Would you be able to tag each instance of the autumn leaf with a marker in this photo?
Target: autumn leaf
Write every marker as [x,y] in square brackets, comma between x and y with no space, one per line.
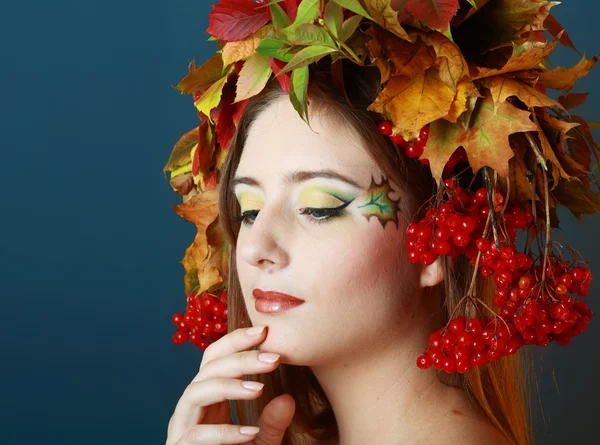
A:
[436,14]
[502,87]
[382,12]
[201,210]
[525,56]
[450,60]
[556,29]
[396,57]
[561,78]
[198,80]
[243,49]
[444,138]
[487,142]
[232,20]
[572,100]
[578,197]
[181,154]
[412,103]
[299,91]
[253,77]
[212,96]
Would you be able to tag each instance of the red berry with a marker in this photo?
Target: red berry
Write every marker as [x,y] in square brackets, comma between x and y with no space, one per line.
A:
[385,128]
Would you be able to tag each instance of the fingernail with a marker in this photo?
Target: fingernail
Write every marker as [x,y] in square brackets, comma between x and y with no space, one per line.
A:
[255,331]
[249,430]
[254,386]
[267,357]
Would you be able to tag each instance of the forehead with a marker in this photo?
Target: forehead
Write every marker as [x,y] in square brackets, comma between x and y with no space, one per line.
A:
[279,141]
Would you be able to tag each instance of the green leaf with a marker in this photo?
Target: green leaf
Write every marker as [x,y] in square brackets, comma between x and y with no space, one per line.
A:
[306,56]
[333,18]
[254,75]
[308,11]
[307,34]
[272,47]
[280,18]
[212,96]
[349,27]
[299,92]
[199,79]
[354,6]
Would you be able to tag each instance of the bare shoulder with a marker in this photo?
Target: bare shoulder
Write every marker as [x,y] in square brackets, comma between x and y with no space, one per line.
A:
[465,431]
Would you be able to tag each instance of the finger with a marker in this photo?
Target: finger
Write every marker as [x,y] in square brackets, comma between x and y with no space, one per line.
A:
[238,364]
[217,435]
[236,341]
[275,419]
[189,410]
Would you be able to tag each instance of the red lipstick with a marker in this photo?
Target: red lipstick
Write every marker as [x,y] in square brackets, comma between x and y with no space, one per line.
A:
[272,302]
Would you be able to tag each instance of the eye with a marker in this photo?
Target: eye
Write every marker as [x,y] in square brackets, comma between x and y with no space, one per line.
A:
[317,216]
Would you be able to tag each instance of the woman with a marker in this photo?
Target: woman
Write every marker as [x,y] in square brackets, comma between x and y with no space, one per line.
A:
[317,203]
[367,310]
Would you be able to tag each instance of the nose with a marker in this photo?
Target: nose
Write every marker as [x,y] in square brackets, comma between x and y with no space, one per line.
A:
[262,244]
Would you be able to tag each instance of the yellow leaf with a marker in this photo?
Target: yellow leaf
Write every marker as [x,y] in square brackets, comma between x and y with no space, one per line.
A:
[561,78]
[412,103]
[502,87]
[242,49]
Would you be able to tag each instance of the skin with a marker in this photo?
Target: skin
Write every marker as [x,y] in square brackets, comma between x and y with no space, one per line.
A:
[365,318]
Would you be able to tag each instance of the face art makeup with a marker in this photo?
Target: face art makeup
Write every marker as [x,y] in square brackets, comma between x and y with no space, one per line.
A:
[379,204]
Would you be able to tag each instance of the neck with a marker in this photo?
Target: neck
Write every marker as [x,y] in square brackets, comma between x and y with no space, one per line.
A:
[380,395]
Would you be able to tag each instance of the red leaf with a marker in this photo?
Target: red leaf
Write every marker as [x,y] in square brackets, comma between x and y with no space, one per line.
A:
[284,79]
[555,29]
[236,19]
[572,100]
[433,13]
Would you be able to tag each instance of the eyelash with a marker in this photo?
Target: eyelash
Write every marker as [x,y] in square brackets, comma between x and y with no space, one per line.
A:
[329,214]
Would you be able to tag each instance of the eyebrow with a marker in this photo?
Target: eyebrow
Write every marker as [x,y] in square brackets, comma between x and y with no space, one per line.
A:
[298,176]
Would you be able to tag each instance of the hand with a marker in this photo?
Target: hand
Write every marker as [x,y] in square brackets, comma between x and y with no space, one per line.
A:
[202,415]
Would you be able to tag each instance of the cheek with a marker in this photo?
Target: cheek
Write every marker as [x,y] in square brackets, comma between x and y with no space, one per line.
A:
[365,267]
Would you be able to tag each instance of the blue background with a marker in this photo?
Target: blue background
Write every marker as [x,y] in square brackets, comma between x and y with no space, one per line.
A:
[90,246]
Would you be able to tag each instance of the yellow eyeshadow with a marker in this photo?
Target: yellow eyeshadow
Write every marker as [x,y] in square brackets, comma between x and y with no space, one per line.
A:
[322,197]
[249,201]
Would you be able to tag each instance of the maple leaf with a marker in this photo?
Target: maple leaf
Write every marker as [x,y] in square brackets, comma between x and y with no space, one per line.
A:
[502,87]
[572,100]
[243,49]
[180,160]
[556,29]
[561,78]
[525,56]
[201,272]
[396,57]
[411,103]
[436,14]
[450,60]
[199,79]
[236,19]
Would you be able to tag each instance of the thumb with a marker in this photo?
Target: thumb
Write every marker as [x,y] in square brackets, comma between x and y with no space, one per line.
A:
[275,419]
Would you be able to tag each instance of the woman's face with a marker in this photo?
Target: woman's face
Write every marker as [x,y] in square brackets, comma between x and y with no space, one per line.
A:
[351,269]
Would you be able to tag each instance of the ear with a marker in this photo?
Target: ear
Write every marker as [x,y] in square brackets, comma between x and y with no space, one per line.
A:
[433,274]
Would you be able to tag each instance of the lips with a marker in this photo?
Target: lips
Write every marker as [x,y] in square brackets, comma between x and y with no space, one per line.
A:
[273,295]
[272,302]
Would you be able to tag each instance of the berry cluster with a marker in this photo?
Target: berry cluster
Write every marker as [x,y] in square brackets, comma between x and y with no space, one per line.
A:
[415,148]
[533,305]
[205,319]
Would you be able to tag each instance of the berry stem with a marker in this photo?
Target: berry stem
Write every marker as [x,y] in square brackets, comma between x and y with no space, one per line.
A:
[488,186]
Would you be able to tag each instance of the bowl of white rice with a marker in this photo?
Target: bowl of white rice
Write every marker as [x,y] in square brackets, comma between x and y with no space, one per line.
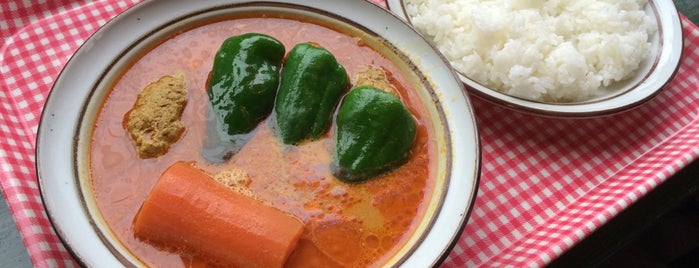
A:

+ + + + + + +

_Work instructions:_ Quote verbatim the final run of lines in the material above, from the line that contains "Would you be able to tag each instance of the thumb" through the very last line, excluding any pictures.

_Output of the exercise:_
Would you be able to tag each instance of the thumb with a marker in this photo?
Target: thumb
Write every marker as [x,y] in square brackets, comma between x and y with no space, one per line.
A:
[275,419]
Would you be able to tag each instance of the woman's face with a marker in this photo?
Target: woman's face
Write every marker as [x,y] in square brackets, comma between x and y with no space, one per line.
A:
[351,269]
Would you be able to tag each instance of the ear with a marker in this photo?
Target: ear
Write every marker as [x,y] in square brackets, comma between x and y with no space, one per line.
A:
[433,274]
Would you be able to tag each instance of the lips with a marker in this photo?
Target: lips
Write every marker as [x,y] in square brackets, comma between x and y with no space, one per line.
A:
[273,295]
[272,302]
Would you be able to tag each instance of the berry cluster with a marker in this photo?
Target: berry cluster
Write every marker as [x,y] in square brackets, comma between x and y with no space, one per line.
A:
[415,148]
[533,305]
[205,319]
Would you be able to tag each instance of the berry stem with a marker in this photo?
Target: berry stem
Write every marker as [x,y] in square brackets, comma between x and y with no space, one per line.
A:
[488,186]
Would you be able to tag each instance of the bowl of white rice with a marker in this photo?
Target: bowl of white rice
Write every marker as [x,y] in square brackets, comma between x and y with no space, one per line.
A:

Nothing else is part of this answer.